Work to complete ▸
Please write out the following lines again word for word, leaving out the pictures.

Items ▸
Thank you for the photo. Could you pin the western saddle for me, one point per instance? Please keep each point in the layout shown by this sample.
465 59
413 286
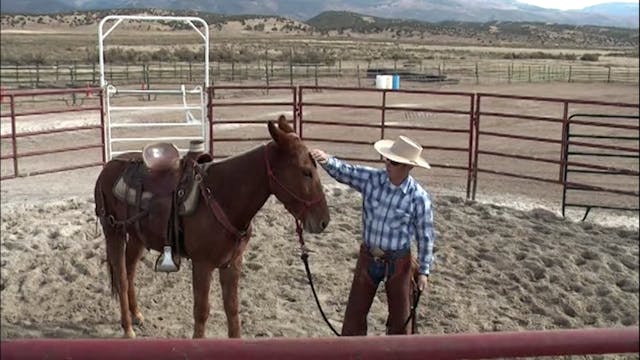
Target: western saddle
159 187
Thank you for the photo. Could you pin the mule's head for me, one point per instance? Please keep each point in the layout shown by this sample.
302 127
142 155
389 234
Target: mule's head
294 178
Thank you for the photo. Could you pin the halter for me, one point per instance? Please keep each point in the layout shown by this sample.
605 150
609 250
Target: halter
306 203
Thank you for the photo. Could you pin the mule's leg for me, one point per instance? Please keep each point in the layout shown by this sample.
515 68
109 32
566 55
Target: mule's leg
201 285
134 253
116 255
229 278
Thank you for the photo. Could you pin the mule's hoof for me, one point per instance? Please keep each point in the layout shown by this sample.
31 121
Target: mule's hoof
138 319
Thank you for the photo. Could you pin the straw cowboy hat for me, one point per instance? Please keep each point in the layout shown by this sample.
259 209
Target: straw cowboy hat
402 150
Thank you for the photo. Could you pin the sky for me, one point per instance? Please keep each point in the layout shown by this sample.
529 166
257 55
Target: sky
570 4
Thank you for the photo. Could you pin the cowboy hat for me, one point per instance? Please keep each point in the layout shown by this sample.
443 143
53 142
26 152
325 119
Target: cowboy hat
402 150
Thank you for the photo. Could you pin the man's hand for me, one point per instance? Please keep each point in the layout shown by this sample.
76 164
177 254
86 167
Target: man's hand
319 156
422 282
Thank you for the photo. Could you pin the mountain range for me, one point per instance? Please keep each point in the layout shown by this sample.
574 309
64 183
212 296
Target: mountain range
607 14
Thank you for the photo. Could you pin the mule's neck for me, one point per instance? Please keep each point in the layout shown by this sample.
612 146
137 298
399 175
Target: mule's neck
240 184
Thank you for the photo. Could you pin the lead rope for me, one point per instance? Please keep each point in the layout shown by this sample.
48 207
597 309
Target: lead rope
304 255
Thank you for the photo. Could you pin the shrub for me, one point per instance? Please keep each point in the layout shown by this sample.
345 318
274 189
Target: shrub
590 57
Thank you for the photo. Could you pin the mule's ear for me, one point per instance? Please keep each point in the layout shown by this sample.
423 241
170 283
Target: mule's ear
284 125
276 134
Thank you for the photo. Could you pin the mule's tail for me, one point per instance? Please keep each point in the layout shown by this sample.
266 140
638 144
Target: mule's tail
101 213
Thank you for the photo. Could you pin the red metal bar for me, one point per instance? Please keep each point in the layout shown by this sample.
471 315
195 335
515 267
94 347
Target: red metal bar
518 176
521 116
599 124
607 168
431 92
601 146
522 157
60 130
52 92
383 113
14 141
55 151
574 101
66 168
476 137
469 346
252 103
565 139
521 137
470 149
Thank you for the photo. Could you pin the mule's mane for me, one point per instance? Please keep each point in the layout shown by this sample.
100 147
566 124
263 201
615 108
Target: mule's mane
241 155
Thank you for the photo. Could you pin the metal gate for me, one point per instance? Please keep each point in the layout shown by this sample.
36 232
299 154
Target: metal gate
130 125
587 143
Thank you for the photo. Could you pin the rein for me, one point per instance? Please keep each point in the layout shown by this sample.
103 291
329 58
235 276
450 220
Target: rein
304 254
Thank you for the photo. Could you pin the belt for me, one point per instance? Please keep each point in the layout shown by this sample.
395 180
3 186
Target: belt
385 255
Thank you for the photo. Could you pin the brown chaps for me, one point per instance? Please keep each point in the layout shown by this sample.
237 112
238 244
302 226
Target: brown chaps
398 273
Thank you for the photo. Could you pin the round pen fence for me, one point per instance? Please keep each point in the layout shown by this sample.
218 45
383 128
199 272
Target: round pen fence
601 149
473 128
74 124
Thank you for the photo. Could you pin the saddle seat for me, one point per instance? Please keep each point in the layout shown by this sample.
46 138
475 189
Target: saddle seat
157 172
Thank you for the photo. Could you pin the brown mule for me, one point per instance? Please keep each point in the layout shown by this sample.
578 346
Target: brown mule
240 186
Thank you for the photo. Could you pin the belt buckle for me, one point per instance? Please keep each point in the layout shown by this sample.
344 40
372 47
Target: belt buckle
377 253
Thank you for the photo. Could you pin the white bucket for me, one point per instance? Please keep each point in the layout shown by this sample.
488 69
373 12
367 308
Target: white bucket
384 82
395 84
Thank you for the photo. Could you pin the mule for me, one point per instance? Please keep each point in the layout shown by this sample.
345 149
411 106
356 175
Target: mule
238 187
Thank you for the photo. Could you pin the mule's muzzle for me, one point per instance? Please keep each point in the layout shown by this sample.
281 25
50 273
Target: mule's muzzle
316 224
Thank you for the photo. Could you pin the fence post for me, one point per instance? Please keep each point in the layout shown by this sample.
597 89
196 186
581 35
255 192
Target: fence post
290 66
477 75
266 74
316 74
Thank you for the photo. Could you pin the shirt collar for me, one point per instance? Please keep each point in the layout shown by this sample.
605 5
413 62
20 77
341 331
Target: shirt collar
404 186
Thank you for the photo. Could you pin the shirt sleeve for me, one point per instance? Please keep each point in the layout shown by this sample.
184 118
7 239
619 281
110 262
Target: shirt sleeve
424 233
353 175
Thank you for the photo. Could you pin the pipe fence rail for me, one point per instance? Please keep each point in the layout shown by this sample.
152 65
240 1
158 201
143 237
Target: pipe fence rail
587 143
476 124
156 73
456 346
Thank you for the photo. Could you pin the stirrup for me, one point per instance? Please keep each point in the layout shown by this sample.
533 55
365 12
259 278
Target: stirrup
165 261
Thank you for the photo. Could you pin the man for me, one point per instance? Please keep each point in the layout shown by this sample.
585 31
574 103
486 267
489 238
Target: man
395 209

Task answer ▸
Thank you for the photo. Could you pin the western saddle for me, one point per instance? Please keep each point in the layout shown by this sample.
465 59
413 286
Target: western saddle
159 187
Thank you for the photo. Could you pin the mule's head for me, one point per instance? Please keep each point in the layout shown by this sample.
302 127
142 155
389 234
Target: mule's head
294 178
Thank you for the photo. Could you pin the halter for me, one point per instance? Please keep each point in the layout shown by this sample.
605 150
609 250
Target: halter
306 203
Thank you for the photo. Could you pin the mule's leg for me, one point per instance? Please keep each point in the layout shown by this sample.
515 68
109 32
566 55
Target: mule's leg
201 285
134 253
116 255
229 278
Thank you for the photo. Could you pin the mule's hoof for me, one point per instance? Please keep each point in the layout shown by this sample.
31 121
Target: mule's hoof
138 319
Thank you for the photo. Could you pin the straw cowboy hat for me, one point per instance? Please keep each point in the layout shown by this sample.
259 209
Target: straw cowboy hat
402 150
Thank you for the photo. Could you pin the sky for me, one point per instance? Please keep each point in the layout shown by this sample.
529 166
257 55
Target: sky
570 4
Thank you for the photo. Could you pin the cowboy hat for me, one point per instance? Please keep each point in the layout shown by this sample.
443 143
53 142
26 152
325 119
Target: cowboy hat
402 150
Thank you for the photo. Could you pin the man's hand for me, one point per instance? Please keep each point in the layout shown by this sample.
76 164
177 254
86 167
Target: man's hand
319 156
422 282
Thank you for the photo. Could you pin the mountain range for me, one point per instance? Please keep each point in the layout shown by this sample.
574 309
64 183
212 296
Target: mountain range
607 14
Thank you for the photo. Could you pin the mule's neck for me, one point per instance? Please keep each point in the layout shown by this sample.
612 146
137 298
399 175
Target: mule's neck
240 184
Thank you for the photo. Could you pin the lead rope for me, one point per instance? Please keep each point in the layout shown by this sample.
48 207
597 309
Target: lead rope
304 255
Thank you for the photo. Could you pin the shrub for me, one point per instance? Please keep each point in the layout shown by this sample.
345 318
274 189
Target: shrub
590 57
Thank you for the photo. Could you pin the mule's ear for me, one point per instance? Please keep each point in the layout shown by this sample.
423 241
170 283
Target: mule's ear
284 125
276 134
Thank you for the photo. Could you pin the mule's tail for me, one point per instance? Please keep each point in the layout shown by this sample.
266 140
638 144
Target: mule's tail
101 213
Thank you for the photo. Could you pin the red metal bar for me, one point per instance? Please keep each point in the layout shown by this sample.
471 315
195 335
515 267
94 347
Target: red metal bar
518 176
521 116
599 124
607 168
431 92
601 146
522 157
60 130
52 92
383 113
14 141
55 151
574 101
66 168
476 137
469 346
252 103
565 139
521 137
470 149
Thank you for the photo. Could you pin the mule's mane for me, one point per instance? Please keep each point in the layout shown by this sample.
100 147
566 124
263 201
615 108
Target: mule's mane
241 155
Thank you for the photo. Could you pin the metal gate for me, one point per instance? Please keep each point in the layout shown by this sample.
36 232
299 154
Target: metal gate
130 125
587 143
Thank you for the photo. Could you pin the rein for me, one point per instance? Please keep each point in the layout shown by this sample.
103 291
329 58
235 276
450 220
Target: rein
304 254
Thank you for the photo. Could you pin the belt for me, one point per instance? Please keep each point in the layout shown by this sample.
395 180
3 186
Target: belt
385 255
Thank you for the photo. Could you pin the brown chaps for me, one point per instance? Please keep each point in the layout shown by this sample.
237 112
238 244
302 226
Target: brown chaps
398 273
Thank you for the photo. Could you pin the round pen fence for me, one point per instance? Please keep each point in the layout shown by this sample.
218 45
383 128
199 272
Target: round pen fence
601 149
473 128
74 124
Thank you for the photo. Could you pin the saddle seat for me, one point per instance? Please keep each point in the layout shown by this sample.
46 138
475 189
Target: saddle seat
157 172
Thank you for the photo. Could you pin the brown mule for me, one point per instance? Please keep each point in the layout shown by this sample.
578 346
Target: brown mule
240 186
Thank you for the photo. Could you pin the belt buckle for me, one point per instance? Please keep each point in the layout shown by this sample.
344 40
372 47
Target: belt buckle
377 253
Thank you for the photo. Could you pin the white bucket for me, one point per instance? Please keep each point in the layout shown by this sample.
488 69
373 12
367 308
Target: white bucket
384 82
395 84
Thank you for the photo. Could you pin the mule for me, one point per instance? Please keep each point in the layout shown by this sample.
345 149
411 106
356 175
Target: mule
238 187
Thank you for the photo. Could you pin the mule's muzzle for me, one point per instance? Please keep each point in the layout shown by this sample.
281 25
50 273
Target: mule's muzzle
316 224
Thank you for the photo. Could you pin the fence post for me, one point per instance? Please keep each point in the layout shown by this sample.
597 89
196 186
581 35
255 192
Target: fence post
290 66
477 75
266 74
316 74
Thank you for the photo. Could you pin the shirt collar for me, one point per instance? Please keep each point in the layout shown by this sample.
605 5
413 62
20 77
341 331
Target: shirt collar
404 186
Thank you for the photo. Could you pin the shirt sleeve for me, one point per instance? Please keep each point in the layout shown by this sample.
184 118
7 239
619 281
110 262
Target: shirt sleeve
424 233
353 175
Thank you for the photo. Could you pin the pipe fence rail for me, one point per instance? Please keep each point in the layout shown by this sample.
152 65
240 1
158 201
143 237
Target: pipe fence rail
587 143
476 124
156 73
456 346
Thank you for the photo. Could you pin the stirrup for me, one point per instance? Please keep each point in the layout shown by this sample.
533 55
365 12
259 278
Target: stirrup
165 261
Thank you for the photo. Could you pin the man for me, one point per instance? Please keep each point in the layout shown by this sample.
585 31
574 103
486 267
489 238
Target: man
395 209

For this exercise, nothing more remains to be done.